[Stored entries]
■ ■ ■ ■ ■ ■ ■

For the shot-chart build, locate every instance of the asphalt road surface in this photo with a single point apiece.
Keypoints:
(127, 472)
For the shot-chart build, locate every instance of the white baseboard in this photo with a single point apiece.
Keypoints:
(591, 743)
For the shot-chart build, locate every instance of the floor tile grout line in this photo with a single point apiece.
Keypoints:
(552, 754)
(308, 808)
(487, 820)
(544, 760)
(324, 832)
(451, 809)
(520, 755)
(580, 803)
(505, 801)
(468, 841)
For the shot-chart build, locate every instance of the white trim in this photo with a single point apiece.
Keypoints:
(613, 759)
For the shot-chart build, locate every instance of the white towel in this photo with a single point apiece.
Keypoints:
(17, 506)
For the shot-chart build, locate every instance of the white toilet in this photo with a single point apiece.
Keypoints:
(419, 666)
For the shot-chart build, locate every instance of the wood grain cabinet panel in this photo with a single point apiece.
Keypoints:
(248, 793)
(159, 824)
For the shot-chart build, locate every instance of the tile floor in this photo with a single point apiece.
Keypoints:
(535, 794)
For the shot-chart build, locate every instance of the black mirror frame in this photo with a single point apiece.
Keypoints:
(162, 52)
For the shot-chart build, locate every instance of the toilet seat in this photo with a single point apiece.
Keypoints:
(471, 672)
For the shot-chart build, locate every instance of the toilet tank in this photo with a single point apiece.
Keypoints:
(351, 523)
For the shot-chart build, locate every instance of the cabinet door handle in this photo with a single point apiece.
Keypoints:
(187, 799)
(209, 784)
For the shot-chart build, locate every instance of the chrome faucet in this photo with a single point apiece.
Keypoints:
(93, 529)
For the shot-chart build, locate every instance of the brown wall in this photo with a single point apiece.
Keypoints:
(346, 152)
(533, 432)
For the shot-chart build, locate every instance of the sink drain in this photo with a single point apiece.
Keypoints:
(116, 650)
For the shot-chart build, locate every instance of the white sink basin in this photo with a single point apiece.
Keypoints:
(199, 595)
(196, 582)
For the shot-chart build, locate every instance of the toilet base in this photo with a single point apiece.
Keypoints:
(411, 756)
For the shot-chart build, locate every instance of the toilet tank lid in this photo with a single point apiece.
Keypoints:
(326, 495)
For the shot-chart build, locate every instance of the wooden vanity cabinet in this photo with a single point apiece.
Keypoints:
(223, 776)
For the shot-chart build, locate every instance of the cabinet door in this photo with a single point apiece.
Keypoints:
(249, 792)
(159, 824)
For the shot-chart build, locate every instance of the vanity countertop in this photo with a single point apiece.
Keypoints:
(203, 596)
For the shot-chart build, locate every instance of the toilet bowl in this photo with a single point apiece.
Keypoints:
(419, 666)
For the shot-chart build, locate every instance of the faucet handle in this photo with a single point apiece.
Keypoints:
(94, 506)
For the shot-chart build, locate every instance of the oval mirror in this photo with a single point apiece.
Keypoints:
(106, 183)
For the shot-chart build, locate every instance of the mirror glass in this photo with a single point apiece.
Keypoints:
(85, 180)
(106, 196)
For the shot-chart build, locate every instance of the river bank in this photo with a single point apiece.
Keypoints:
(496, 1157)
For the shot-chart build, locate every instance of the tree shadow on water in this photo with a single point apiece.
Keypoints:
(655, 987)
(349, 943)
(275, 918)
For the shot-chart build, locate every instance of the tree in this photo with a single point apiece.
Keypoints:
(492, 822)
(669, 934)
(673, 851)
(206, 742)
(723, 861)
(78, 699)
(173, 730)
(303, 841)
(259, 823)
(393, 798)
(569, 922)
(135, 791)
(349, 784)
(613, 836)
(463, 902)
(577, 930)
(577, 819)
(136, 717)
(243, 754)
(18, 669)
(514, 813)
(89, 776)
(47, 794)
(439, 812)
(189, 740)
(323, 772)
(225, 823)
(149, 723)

■ ■ ■ ■ ■ ■ ■

Work to complete -
Tally the lines above that contain the string "mirror". Respond with the total alone.

Expected output -
3